What the task requires: Pull every line from the listing below and reproduce it word for word, leaving out the pictures.

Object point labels

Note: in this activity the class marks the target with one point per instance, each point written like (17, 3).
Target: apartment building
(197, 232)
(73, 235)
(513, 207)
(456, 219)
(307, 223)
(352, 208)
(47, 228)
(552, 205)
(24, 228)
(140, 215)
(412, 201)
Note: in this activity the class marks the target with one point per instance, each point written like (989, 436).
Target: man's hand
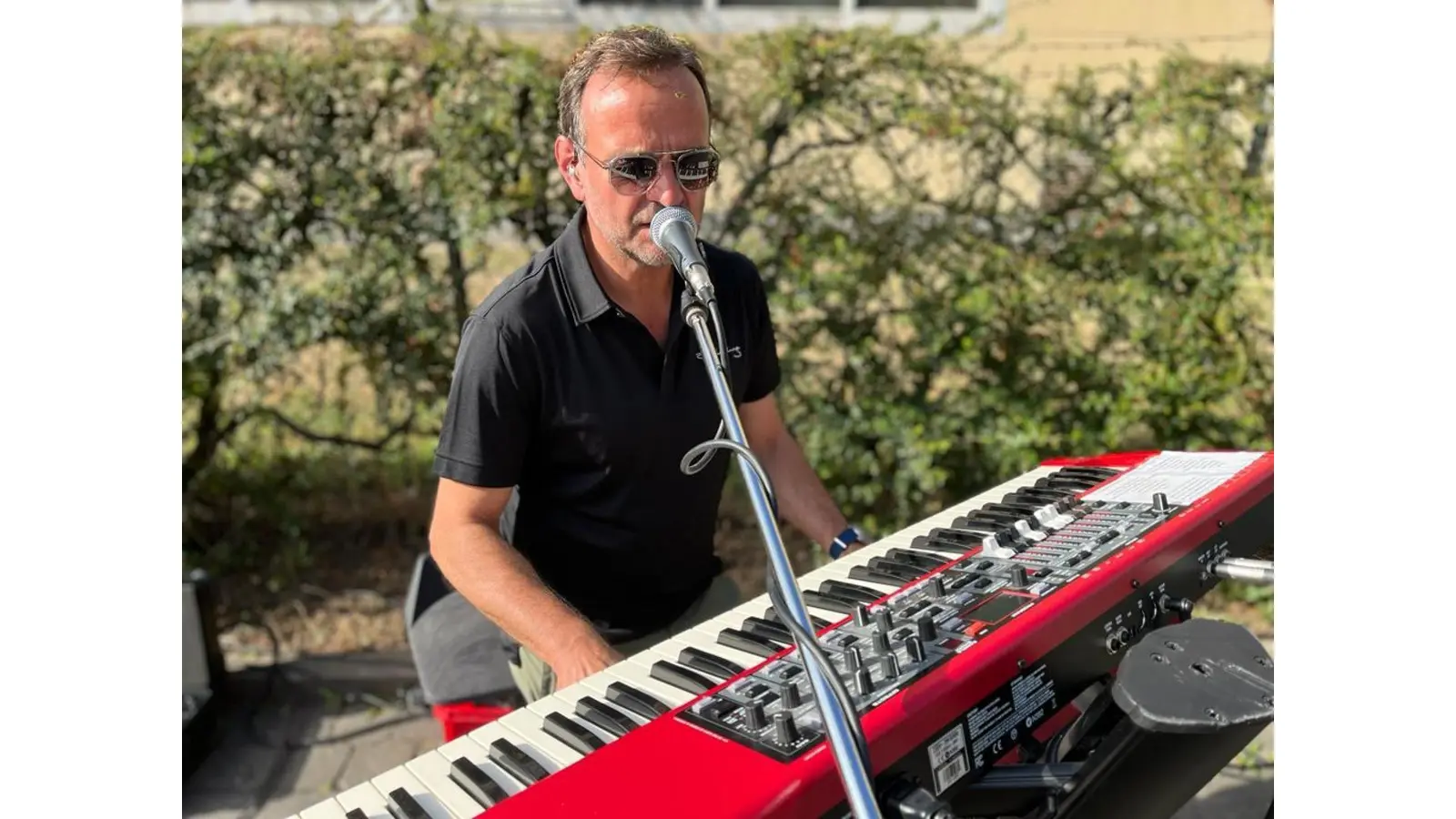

Solution to this problem:
Note: in this activity the class marks the target with one point per instance, each point written like (17, 3).
Target: apartment building
(197, 232)
(73, 235)
(513, 207)
(456, 219)
(307, 223)
(352, 208)
(47, 228)
(552, 205)
(24, 228)
(140, 215)
(412, 201)
Note: in this activity the class marks the target with one point per instance, each point written like (989, 436).
Target: man's hand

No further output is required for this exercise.